— START OF Material to process —
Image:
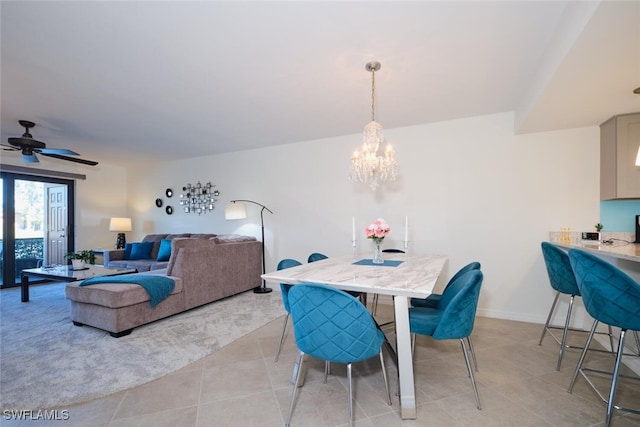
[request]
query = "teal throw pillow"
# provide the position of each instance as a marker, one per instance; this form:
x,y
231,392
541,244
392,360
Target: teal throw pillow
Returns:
x,y
127,250
141,250
164,253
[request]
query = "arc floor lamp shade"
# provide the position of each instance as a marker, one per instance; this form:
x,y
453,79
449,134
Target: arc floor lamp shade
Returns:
x,y
120,225
236,209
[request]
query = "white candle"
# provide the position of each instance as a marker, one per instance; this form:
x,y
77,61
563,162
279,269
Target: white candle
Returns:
x,y
353,230
406,229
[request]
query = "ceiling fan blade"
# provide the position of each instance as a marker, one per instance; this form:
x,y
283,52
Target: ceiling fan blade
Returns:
x,y
8,147
30,158
71,159
62,151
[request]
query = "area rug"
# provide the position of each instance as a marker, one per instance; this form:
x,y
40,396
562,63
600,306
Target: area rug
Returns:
x,y
47,362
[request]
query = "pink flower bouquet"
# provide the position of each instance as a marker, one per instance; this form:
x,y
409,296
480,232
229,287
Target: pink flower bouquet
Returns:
x,y
378,230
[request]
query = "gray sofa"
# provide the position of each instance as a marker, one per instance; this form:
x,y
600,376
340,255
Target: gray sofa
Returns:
x,y
204,270
116,258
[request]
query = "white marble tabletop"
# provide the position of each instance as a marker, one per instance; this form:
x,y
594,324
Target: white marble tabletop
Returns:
x,y
415,276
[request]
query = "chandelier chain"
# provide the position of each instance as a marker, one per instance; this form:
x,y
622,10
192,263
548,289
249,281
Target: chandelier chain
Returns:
x,y
373,95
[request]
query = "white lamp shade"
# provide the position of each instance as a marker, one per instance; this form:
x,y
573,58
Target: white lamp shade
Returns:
x,y
120,224
235,210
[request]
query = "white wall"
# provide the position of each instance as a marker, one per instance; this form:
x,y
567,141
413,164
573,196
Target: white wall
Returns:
x,y
471,189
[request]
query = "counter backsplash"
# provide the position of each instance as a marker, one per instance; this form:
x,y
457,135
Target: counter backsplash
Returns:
x,y
576,236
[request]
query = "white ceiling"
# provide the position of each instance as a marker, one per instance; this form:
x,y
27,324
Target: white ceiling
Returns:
x,y
120,81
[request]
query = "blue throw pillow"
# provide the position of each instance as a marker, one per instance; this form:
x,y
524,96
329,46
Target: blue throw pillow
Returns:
x,y
164,253
127,250
141,250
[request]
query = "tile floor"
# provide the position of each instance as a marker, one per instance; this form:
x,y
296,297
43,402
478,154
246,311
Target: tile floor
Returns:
x,y
242,386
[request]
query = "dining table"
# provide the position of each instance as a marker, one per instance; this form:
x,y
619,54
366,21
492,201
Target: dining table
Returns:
x,y
402,276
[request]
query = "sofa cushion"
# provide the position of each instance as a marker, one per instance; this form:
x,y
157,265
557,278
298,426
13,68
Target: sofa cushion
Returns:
x,y
141,250
233,238
127,251
164,253
113,295
202,236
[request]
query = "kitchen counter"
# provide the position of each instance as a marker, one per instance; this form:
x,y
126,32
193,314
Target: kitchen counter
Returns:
— END OF Material to process —
Locate every line in the data above that contains the string "chain" and copy each one. Treat the match as case-sensitive.

» Full answer
query = "chandelier chain"
Target: chandelier chain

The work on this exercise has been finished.